● TASK OBJECTIVE
Summarize the passage on diagnosing young children with psychiatric disorders in two sentences.

● GIVEN TEXT

==================================================

We’ve heard a lot lately about preschoolers and depression. The debate over whether it makes sense to diagnose a small child with a psychiatric disorder is contentious: how do you distinguish a mental health problem from the long and windy road of just plain growing up, and what if a child is exhibiting signs of depressions: sadness, lack of interest in play, irritability…is it really right to pathologize what could be a normal reaction to something in the environment, like family conflict?
But yesterday in The New York Times the debate intensified–we learned the story of a young boy, Kyle, who was prescribed medications starting at the age of 18 months. He was put on Risperdal, an antipsychotic, as a toddler, and after that, Prozac, sleeping and ADHD meds, all before the age of 3. The symptoms that started the barrage of medications: extreme temper tantrums.

==================================================

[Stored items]
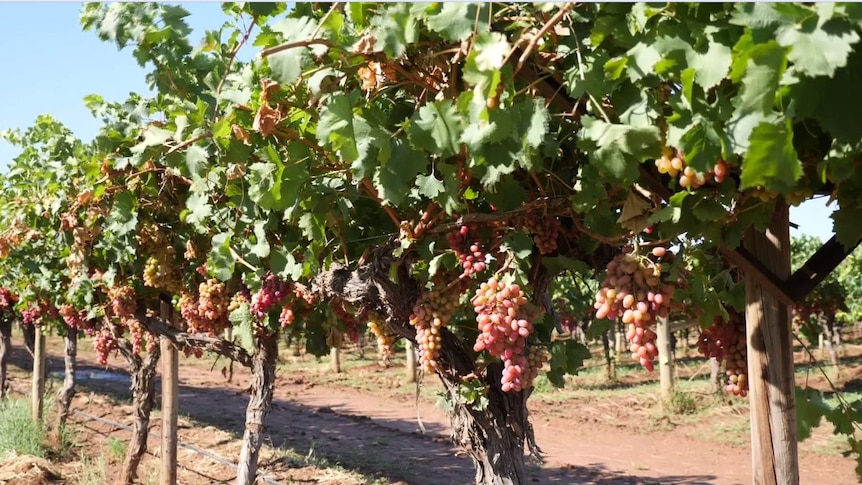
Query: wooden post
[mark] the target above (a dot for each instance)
(665, 356)
(411, 361)
(170, 402)
(39, 360)
(772, 394)
(335, 359)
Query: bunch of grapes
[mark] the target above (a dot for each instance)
(75, 319)
(237, 300)
(725, 341)
(500, 315)
(537, 356)
(123, 302)
(272, 291)
(7, 298)
(31, 314)
(633, 290)
(385, 339)
(208, 313)
(673, 164)
(430, 315)
(545, 230)
(136, 331)
(104, 344)
(287, 316)
(470, 254)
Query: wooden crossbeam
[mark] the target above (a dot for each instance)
(820, 265)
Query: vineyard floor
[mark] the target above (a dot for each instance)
(360, 426)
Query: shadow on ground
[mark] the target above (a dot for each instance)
(392, 449)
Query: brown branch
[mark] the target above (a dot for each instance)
(290, 45)
(216, 345)
(372, 192)
(547, 203)
(189, 143)
(541, 33)
(233, 53)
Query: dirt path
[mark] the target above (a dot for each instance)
(380, 434)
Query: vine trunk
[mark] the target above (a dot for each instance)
(5, 348)
(259, 405)
(67, 392)
(143, 372)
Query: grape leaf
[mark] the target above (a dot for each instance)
(220, 261)
(810, 410)
(123, 218)
(456, 21)
(620, 147)
(771, 160)
(437, 127)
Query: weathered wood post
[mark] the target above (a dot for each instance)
(770, 359)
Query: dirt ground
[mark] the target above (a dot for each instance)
(361, 426)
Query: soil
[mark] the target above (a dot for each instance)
(376, 432)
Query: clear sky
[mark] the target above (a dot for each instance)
(53, 64)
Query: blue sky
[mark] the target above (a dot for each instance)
(54, 65)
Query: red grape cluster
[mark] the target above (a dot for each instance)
(430, 315)
(272, 291)
(385, 339)
(7, 298)
(537, 356)
(726, 341)
(673, 164)
(123, 302)
(500, 312)
(208, 313)
(470, 254)
(633, 290)
(76, 319)
(31, 314)
(545, 230)
(104, 344)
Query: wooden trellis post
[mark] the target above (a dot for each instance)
(772, 393)
(170, 402)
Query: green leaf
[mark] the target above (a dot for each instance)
(456, 20)
(702, 146)
(766, 64)
(286, 66)
(817, 50)
(123, 218)
(199, 208)
(243, 322)
(395, 29)
(709, 209)
(437, 127)
(429, 186)
(845, 224)
(264, 184)
(810, 409)
(771, 160)
(220, 261)
(394, 179)
(282, 263)
(261, 247)
(336, 126)
(620, 147)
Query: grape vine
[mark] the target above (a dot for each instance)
(633, 291)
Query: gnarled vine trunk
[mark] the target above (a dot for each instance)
(5, 348)
(67, 392)
(494, 436)
(259, 405)
(143, 373)
(831, 339)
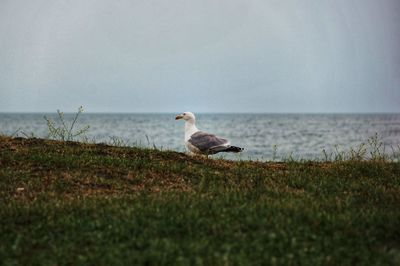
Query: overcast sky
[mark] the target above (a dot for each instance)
(200, 56)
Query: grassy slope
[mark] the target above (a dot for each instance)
(70, 203)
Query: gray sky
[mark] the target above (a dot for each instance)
(201, 56)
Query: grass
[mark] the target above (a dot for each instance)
(75, 203)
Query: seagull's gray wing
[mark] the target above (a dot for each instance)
(208, 143)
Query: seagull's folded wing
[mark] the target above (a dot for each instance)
(206, 142)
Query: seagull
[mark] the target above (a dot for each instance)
(201, 142)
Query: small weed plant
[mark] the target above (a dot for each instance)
(62, 130)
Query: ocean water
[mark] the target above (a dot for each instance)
(263, 136)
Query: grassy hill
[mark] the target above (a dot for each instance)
(74, 203)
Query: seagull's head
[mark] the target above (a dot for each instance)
(187, 116)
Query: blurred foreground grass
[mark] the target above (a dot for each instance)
(74, 203)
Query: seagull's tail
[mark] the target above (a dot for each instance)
(234, 149)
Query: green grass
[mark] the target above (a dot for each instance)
(73, 203)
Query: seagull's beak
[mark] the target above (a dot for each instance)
(178, 117)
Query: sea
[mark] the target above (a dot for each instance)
(264, 137)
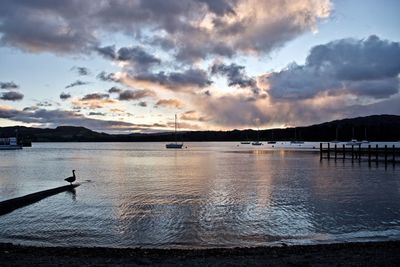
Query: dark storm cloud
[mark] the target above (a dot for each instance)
(172, 103)
(142, 104)
(235, 74)
(75, 26)
(96, 114)
(94, 96)
(220, 7)
(8, 85)
(76, 83)
(127, 95)
(107, 77)
(65, 96)
(44, 104)
(114, 90)
(82, 71)
(369, 67)
(11, 96)
(107, 51)
(53, 118)
(46, 26)
(173, 80)
(137, 55)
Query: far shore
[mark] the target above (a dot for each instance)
(342, 254)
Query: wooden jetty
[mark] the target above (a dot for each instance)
(8, 206)
(371, 153)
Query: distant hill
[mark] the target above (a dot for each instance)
(373, 128)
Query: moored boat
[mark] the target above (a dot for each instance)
(9, 144)
(175, 145)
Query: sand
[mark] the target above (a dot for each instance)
(344, 254)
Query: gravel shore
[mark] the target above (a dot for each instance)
(344, 254)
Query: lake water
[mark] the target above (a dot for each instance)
(207, 195)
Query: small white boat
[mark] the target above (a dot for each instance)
(353, 142)
(10, 143)
(257, 143)
(175, 145)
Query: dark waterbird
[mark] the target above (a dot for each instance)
(71, 178)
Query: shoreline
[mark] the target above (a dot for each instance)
(385, 253)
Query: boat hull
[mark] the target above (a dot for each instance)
(10, 147)
(176, 146)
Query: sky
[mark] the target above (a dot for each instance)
(122, 66)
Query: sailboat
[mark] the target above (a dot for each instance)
(365, 141)
(257, 143)
(175, 145)
(353, 141)
(337, 136)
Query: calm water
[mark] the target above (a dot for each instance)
(208, 195)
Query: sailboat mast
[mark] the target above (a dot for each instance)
(175, 130)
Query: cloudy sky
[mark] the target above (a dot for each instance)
(130, 65)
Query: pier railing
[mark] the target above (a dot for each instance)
(371, 153)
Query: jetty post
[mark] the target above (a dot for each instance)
(385, 155)
(320, 151)
(335, 152)
(329, 151)
(369, 154)
(344, 152)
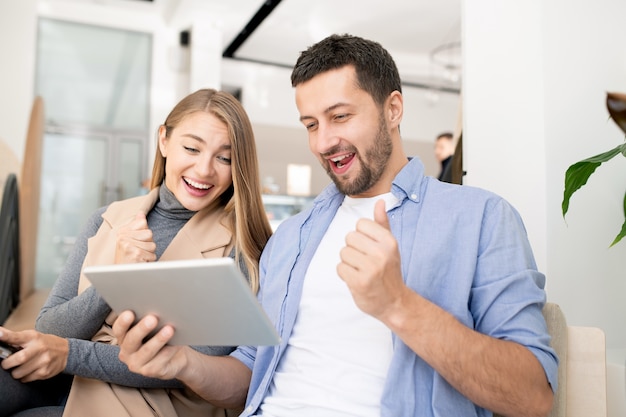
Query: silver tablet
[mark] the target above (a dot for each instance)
(207, 301)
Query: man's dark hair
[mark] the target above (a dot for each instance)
(375, 69)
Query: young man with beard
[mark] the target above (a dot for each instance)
(376, 318)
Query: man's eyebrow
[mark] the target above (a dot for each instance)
(328, 110)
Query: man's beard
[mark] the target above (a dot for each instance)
(372, 166)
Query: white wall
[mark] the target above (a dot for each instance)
(17, 70)
(536, 73)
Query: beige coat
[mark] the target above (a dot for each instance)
(204, 236)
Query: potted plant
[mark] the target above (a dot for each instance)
(577, 174)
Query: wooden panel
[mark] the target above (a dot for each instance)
(30, 180)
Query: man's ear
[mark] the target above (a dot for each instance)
(395, 108)
(162, 141)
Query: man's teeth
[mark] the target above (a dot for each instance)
(337, 160)
(197, 184)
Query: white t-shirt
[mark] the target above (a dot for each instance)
(338, 356)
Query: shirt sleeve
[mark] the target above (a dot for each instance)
(65, 313)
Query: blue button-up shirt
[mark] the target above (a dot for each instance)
(463, 248)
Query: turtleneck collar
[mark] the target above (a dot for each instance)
(168, 206)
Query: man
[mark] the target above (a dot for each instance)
(444, 150)
(394, 295)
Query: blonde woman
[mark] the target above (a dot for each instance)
(205, 201)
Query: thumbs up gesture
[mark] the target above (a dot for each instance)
(370, 264)
(134, 242)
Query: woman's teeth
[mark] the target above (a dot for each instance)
(197, 184)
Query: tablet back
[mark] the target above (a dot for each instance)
(207, 301)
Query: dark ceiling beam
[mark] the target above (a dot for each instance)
(250, 27)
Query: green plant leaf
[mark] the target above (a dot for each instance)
(622, 233)
(577, 174)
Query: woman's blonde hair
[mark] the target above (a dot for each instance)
(242, 201)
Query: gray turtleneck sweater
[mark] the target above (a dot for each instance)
(79, 317)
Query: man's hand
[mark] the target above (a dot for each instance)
(370, 265)
(134, 242)
(41, 356)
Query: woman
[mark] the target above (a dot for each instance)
(205, 201)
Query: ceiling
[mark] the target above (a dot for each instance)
(423, 36)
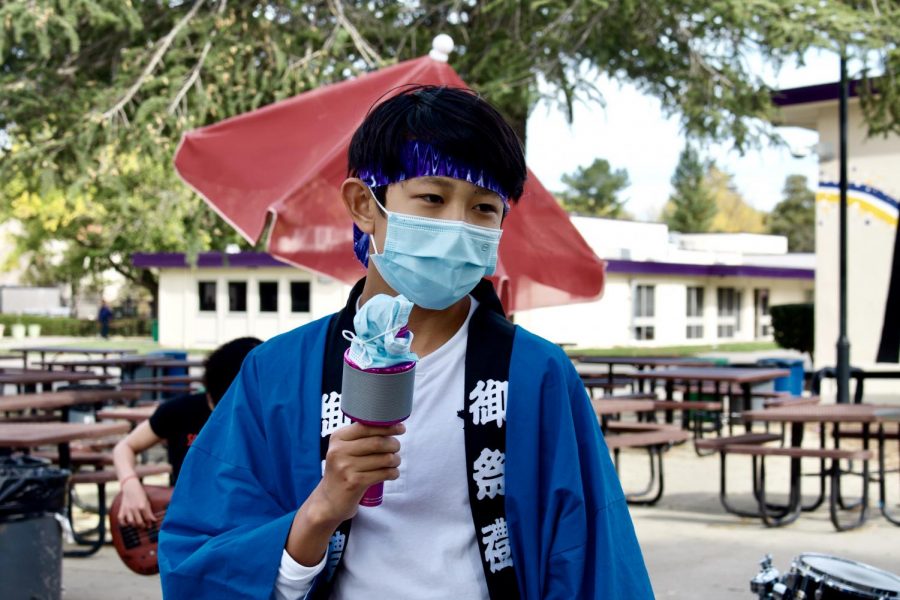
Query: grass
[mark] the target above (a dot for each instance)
(141, 344)
(674, 350)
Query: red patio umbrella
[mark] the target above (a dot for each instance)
(286, 162)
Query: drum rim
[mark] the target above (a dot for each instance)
(801, 565)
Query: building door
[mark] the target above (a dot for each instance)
(761, 316)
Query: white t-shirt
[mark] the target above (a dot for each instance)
(420, 543)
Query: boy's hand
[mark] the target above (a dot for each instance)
(135, 508)
(358, 456)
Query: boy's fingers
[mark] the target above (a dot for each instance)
(358, 431)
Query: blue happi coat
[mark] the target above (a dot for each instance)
(258, 458)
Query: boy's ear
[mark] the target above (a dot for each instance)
(358, 201)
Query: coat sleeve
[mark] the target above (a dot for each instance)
(613, 563)
(570, 528)
(225, 529)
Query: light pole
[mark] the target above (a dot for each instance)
(843, 343)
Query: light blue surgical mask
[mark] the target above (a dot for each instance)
(435, 262)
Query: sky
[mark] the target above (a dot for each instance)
(632, 133)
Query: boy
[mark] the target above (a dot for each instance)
(502, 486)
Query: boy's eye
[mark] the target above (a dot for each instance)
(487, 208)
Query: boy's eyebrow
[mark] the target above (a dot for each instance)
(438, 181)
(444, 183)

==================================================

● OUTPUT OF THE EXERCISE
Diagnosing small children with psychiatric disorders such as depression is contentious, because it is hard to tell a mental health problem apart from ordinary growing up or from a normal reaction to something like family conflict. The debate intensified with a New York Times story about a boy, Kyle, who was put on medications starting at 18 months because of extreme temper tantrums: first the antipsychotic Risperdal, then Prozac, sleeping and ADHD medications, all before age 3.